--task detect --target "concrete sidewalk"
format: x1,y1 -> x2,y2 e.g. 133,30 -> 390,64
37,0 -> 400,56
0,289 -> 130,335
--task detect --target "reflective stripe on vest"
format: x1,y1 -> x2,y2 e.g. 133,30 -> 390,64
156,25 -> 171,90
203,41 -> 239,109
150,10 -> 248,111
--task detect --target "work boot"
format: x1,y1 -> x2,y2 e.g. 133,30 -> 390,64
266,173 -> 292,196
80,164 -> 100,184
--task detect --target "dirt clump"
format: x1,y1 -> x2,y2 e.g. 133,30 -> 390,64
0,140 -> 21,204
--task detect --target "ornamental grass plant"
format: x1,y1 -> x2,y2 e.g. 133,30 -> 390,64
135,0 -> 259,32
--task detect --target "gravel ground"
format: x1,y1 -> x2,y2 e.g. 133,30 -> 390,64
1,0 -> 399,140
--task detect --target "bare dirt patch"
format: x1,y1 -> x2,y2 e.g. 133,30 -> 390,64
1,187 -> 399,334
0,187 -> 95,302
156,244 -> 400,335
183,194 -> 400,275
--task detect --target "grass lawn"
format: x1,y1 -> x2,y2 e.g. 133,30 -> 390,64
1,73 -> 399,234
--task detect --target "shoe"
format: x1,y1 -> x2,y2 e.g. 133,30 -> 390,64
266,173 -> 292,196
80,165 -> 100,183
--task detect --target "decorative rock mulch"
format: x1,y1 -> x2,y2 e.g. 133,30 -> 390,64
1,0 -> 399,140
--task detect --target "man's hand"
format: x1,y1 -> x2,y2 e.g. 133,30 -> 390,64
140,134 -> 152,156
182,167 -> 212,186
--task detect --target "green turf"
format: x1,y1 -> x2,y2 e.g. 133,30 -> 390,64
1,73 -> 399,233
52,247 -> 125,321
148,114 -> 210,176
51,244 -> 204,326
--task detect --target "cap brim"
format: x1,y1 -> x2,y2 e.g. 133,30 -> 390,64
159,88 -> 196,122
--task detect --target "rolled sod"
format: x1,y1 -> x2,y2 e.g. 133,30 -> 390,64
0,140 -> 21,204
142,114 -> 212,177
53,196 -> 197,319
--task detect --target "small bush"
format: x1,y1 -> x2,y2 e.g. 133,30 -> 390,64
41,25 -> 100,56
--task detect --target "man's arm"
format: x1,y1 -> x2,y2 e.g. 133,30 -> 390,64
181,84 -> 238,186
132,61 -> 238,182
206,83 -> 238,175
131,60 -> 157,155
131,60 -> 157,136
★ ★ ★ ★ ★
▶ _TASK_: Take the records above and copy them out exactly.

▶ _OUTPUT FOR THIS TASK_:
--task detect --target "concrete sidewalk"
format: x1,y1 -> x2,y2 e.g. 133,30 -> 390,64
37,0 -> 400,56
0,289 -> 130,335
--task detect --target "reflective stripe on vest"
format: x1,y1 -> x2,y2 e.g. 133,30 -> 390,64
156,25 -> 171,90
203,41 -> 239,109
150,10 -> 248,111
--task detect --target "work boot"
format: x1,y1 -> x2,y2 e.g. 133,30 -> 390,64
266,173 -> 292,196
80,164 -> 100,184
--task detect --target "dirt clump"
format: x1,y1 -> x2,y2 e.g. 133,30 -> 390,64
0,140 -> 21,204
--task detect --target "ornamental grass plant"
format: x1,y1 -> x2,y2 e.g. 133,30 -> 390,64
135,0 -> 259,32
--task detect --target "gravel ground"
format: x1,y1 -> x2,y2 e.g. 133,30 -> 390,64
1,0 -> 399,140
--task detect --target "bare dirt patch"
format: x1,y1 -> x2,y2 e.g. 133,30 -> 390,64
1,187 -> 399,334
0,187 -> 95,302
156,244 -> 400,335
183,194 -> 400,275
--task detect --target "grass lawn"
format: x1,y1 -> x2,y2 e.g. 133,30 -> 390,64
1,73 -> 399,234
--task detect --target "shoe"
format: x1,y1 -> x2,y2 e.g. 133,30 -> 390,64
266,173 -> 292,196
80,165 -> 100,183
--task detect --target "decorative rock mulch"
format: x1,y1 -> x2,y2 e.g. 133,30 -> 390,64
1,0 -> 399,140
--task detect --target "man's hand"
format: x1,y1 -> x2,y2 e.g. 133,30 -> 390,64
140,134 -> 152,156
182,167 -> 212,186
--task detect --target "green turf"
format: x1,y1 -> x2,y2 e.g. 133,30 -> 390,64
1,73 -> 399,233
52,247 -> 125,321
148,114 -> 210,176
51,244 -> 204,326
--task detect --target "cap brim"
format: x1,y1 -> x2,y2 e.g. 133,30 -> 390,64
159,88 -> 196,122
--task detect --target "rolled sod"
format: x1,y1 -> x2,y2 e.g. 133,30 -> 390,64
0,140 -> 21,204
142,114 -> 212,177
53,196 -> 197,319
--task detect --target "small bush"
format: x1,y1 -> x2,y2 e.g. 133,30 -> 390,64
41,25 -> 100,56
--task detect --target "man's arm"
format: x1,y1 -> x2,y2 e.g. 133,30 -> 390,64
181,84 -> 238,186
132,61 -> 238,182
206,83 -> 238,175
131,60 -> 157,155
131,60 -> 157,136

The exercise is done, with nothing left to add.